▶ Exercise aim
Everything from the line containing "For the dataset, pick out the glass" through the last line of the records below should be printed exactly, please, and nothing else.
# START OF Exercise data
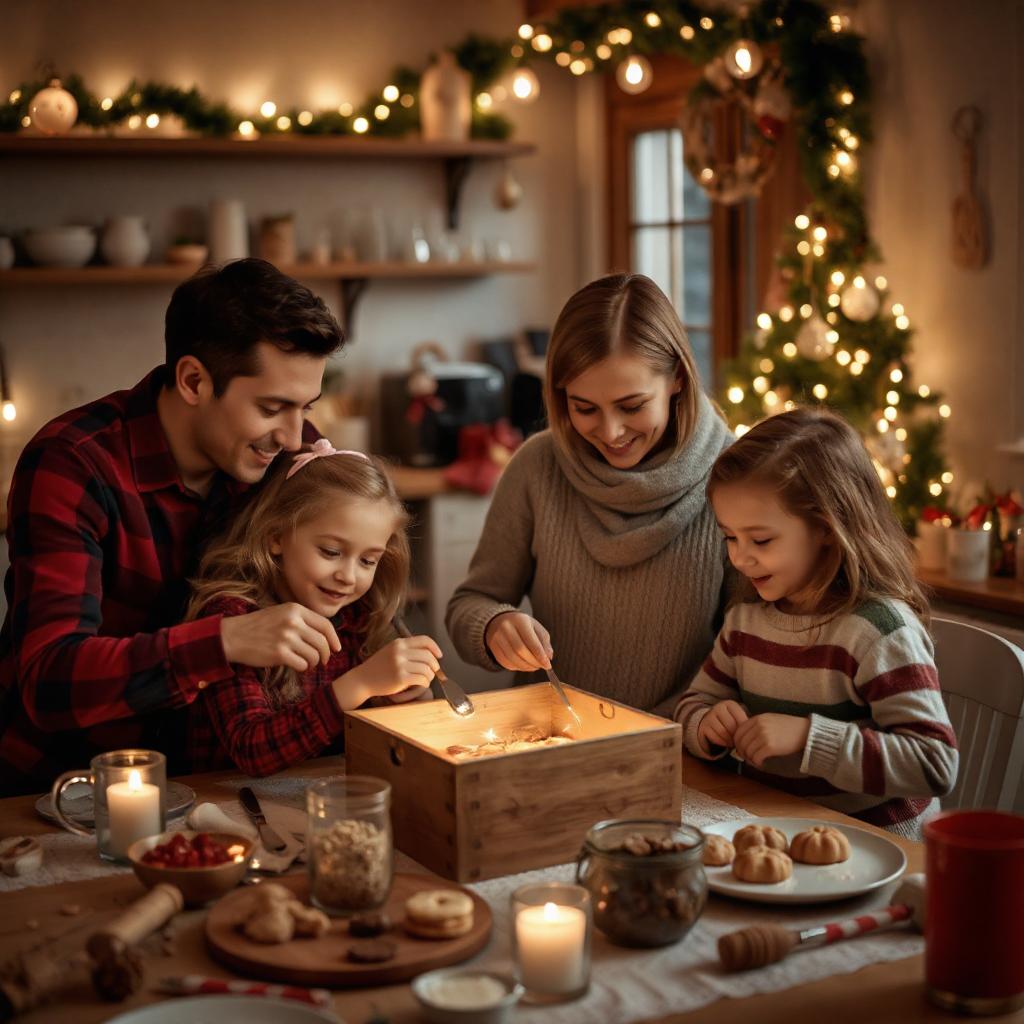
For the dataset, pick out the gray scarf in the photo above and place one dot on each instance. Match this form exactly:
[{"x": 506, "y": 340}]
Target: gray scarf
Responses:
[{"x": 627, "y": 516}]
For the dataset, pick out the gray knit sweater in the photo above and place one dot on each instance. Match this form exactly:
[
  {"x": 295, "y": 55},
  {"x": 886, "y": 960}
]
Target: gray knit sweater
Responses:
[{"x": 626, "y": 568}]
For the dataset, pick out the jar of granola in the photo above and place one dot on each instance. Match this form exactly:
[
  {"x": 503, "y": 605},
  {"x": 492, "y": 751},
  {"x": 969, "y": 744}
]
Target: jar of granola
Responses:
[{"x": 348, "y": 843}]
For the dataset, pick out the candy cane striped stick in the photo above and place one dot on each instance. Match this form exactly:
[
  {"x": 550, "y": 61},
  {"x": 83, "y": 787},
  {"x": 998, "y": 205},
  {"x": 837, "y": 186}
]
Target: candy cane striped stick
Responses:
[
  {"x": 763, "y": 944},
  {"x": 197, "y": 984}
]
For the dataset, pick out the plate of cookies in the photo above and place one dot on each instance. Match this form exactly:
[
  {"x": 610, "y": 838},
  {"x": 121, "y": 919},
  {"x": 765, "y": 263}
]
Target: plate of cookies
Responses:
[{"x": 797, "y": 860}]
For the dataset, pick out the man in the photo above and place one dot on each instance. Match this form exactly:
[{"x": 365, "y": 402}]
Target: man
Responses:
[{"x": 109, "y": 509}]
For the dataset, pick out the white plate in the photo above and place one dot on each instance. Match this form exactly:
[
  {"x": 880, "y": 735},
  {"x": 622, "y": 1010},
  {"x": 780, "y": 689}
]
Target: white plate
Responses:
[
  {"x": 77, "y": 803},
  {"x": 225, "y": 1010},
  {"x": 873, "y": 862}
]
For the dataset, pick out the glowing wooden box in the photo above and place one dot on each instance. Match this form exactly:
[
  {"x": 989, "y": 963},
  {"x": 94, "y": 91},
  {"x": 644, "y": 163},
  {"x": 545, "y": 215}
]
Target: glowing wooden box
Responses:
[{"x": 479, "y": 818}]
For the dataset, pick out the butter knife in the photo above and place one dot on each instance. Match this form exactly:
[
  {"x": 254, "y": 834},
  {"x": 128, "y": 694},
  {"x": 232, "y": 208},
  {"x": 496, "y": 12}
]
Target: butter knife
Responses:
[
  {"x": 557, "y": 684},
  {"x": 270, "y": 840}
]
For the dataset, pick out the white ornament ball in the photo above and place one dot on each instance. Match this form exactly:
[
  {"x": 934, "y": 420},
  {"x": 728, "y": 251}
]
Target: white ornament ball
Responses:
[
  {"x": 811, "y": 342},
  {"x": 859, "y": 302},
  {"x": 53, "y": 110}
]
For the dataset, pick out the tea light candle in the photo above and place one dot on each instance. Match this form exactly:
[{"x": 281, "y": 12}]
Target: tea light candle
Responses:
[
  {"x": 133, "y": 808},
  {"x": 550, "y": 941}
]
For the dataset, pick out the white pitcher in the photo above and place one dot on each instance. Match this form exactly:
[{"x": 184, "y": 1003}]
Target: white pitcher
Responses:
[{"x": 125, "y": 242}]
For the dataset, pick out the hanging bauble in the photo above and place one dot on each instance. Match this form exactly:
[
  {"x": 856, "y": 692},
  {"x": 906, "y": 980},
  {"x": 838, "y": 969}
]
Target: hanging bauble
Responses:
[
  {"x": 509, "y": 192},
  {"x": 634, "y": 75},
  {"x": 708, "y": 115},
  {"x": 525, "y": 85},
  {"x": 743, "y": 58},
  {"x": 859, "y": 301},
  {"x": 811, "y": 340},
  {"x": 53, "y": 110}
]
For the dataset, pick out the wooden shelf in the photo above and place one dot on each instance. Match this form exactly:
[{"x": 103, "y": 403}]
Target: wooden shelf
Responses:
[
  {"x": 159, "y": 273},
  {"x": 995, "y": 593},
  {"x": 305, "y": 146}
]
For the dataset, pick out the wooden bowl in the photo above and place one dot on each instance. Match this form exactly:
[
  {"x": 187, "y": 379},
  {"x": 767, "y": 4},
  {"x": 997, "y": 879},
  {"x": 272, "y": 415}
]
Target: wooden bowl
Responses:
[{"x": 198, "y": 885}]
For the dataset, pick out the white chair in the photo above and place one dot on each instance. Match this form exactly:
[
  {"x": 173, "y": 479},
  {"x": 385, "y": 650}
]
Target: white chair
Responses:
[{"x": 982, "y": 681}]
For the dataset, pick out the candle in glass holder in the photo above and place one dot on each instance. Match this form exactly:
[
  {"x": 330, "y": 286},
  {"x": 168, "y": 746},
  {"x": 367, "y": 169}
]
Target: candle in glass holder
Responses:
[
  {"x": 133, "y": 808},
  {"x": 550, "y": 940}
]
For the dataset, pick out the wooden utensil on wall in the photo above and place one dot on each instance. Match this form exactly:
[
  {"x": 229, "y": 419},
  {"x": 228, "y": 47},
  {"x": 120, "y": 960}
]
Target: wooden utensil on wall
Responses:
[{"x": 970, "y": 242}]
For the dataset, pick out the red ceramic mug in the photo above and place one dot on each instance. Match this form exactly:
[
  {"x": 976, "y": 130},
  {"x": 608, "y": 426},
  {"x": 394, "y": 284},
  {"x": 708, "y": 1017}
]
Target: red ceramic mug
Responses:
[{"x": 974, "y": 911}]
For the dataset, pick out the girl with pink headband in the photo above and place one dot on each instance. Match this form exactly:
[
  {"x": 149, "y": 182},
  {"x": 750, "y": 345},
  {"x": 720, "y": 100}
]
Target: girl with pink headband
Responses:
[{"x": 327, "y": 534}]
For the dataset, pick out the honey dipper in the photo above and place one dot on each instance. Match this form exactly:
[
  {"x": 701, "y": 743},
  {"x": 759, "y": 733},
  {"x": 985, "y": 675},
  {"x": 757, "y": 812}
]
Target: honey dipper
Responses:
[{"x": 763, "y": 944}]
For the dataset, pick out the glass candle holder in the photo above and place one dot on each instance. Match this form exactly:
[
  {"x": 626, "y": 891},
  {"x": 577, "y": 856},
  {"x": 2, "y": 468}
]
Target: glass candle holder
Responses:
[
  {"x": 349, "y": 844},
  {"x": 551, "y": 936},
  {"x": 129, "y": 799}
]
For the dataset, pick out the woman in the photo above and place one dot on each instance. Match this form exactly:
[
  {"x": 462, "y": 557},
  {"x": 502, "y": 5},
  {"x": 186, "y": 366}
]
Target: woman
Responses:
[{"x": 601, "y": 520}]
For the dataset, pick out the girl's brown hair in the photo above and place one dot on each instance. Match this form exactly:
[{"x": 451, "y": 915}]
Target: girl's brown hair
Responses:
[
  {"x": 623, "y": 312},
  {"x": 819, "y": 468},
  {"x": 240, "y": 562}
]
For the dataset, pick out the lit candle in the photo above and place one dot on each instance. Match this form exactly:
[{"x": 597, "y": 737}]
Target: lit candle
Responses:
[
  {"x": 551, "y": 946},
  {"x": 133, "y": 808}
]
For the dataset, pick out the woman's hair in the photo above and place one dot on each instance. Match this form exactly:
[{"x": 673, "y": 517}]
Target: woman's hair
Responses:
[
  {"x": 240, "y": 562},
  {"x": 623, "y": 312},
  {"x": 819, "y": 468}
]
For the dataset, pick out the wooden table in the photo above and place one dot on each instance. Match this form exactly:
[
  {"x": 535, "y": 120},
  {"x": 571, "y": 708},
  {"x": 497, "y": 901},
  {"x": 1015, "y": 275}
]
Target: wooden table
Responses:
[{"x": 886, "y": 992}]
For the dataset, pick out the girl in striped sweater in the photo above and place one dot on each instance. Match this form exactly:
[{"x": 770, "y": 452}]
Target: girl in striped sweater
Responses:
[{"x": 821, "y": 681}]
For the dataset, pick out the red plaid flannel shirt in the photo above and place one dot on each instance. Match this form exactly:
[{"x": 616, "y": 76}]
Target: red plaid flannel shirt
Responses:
[
  {"x": 102, "y": 538},
  {"x": 235, "y": 724}
]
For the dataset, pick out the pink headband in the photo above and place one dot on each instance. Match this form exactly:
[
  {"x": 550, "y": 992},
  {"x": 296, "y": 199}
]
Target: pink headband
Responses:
# END OF Exercise data
▶ Right answer
For the dataset, pick out the glass candle holder in the photo above and place one dot on each instance. Match this form exactly:
[
  {"x": 626, "y": 891},
  {"x": 577, "y": 856},
  {"x": 2, "y": 468}
]
Target: glass candle holder
Responses:
[
  {"x": 349, "y": 844},
  {"x": 551, "y": 936},
  {"x": 129, "y": 799}
]
For the dataset, pick out the woman in the photo above and place one dot on each instance. Match this form exactly:
[
  {"x": 462, "y": 557},
  {"x": 502, "y": 5},
  {"x": 186, "y": 366}
]
Target: woman
Responses:
[{"x": 601, "y": 520}]
For the dataset, pick out the girl's brown hair in the photo above and place one dot on each instance. Match this form exactly:
[{"x": 451, "y": 915}]
Target: girl's brown hair
Responses:
[
  {"x": 623, "y": 312},
  {"x": 819, "y": 468},
  {"x": 240, "y": 562}
]
For the dataset, pick out the lit candle in the photo above and place one dot on each instance. Match this form exactly:
[{"x": 597, "y": 737}]
Target: lit candle
Responses:
[
  {"x": 551, "y": 946},
  {"x": 133, "y": 808}
]
For the dataset, pick out the woman's hair in the photo above and place one dot on each instance. Match this form exactly:
[{"x": 673, "y": 517}]
Target: woman's hair
Responses:
[
  {"x": 240, "y": 562},
  {"x": 623, "y": 312},
  {"x": 819, "y": 468}
]
For the dataset, pick out the wooden table in the photo above and place one dot on each instance. Match this form exactly:
[
  {"x": 535, "y": 120},
  {"x": 571, "y": 708},
  {"x": 497, "y": 901},
  {"x": 1015, "y": 275}
]
Target: wooden table
Responses:
[{"x": 886, "y": 992}]
For the dataset, pick out the girl in striped sweater in the photo above and place one dot on each instance. Match this form exactly:
[{"x": 770, "y": 452}]
Target: girl in striped sweater
Responses:
[{"x": 821, "y": 681}]
For the dataset, pick out the red plaid flannel shirt in the photo above and place one dot on each instance. Match this form exactly:
[{"x": 616, "y": 76}]
Target: red plaid flannel shirt
Responses:
[
  {"x": 102, "y": 538},
  {"x": 235, "y": 724}
]
For the dataset, pick out the pink headband in the photo above and place one dot on each instance. Match this form exactly:
[
  {"x": 550, "y": 992},
  {"x": 296, "y": 199}
]
Target: pink headband
Responses:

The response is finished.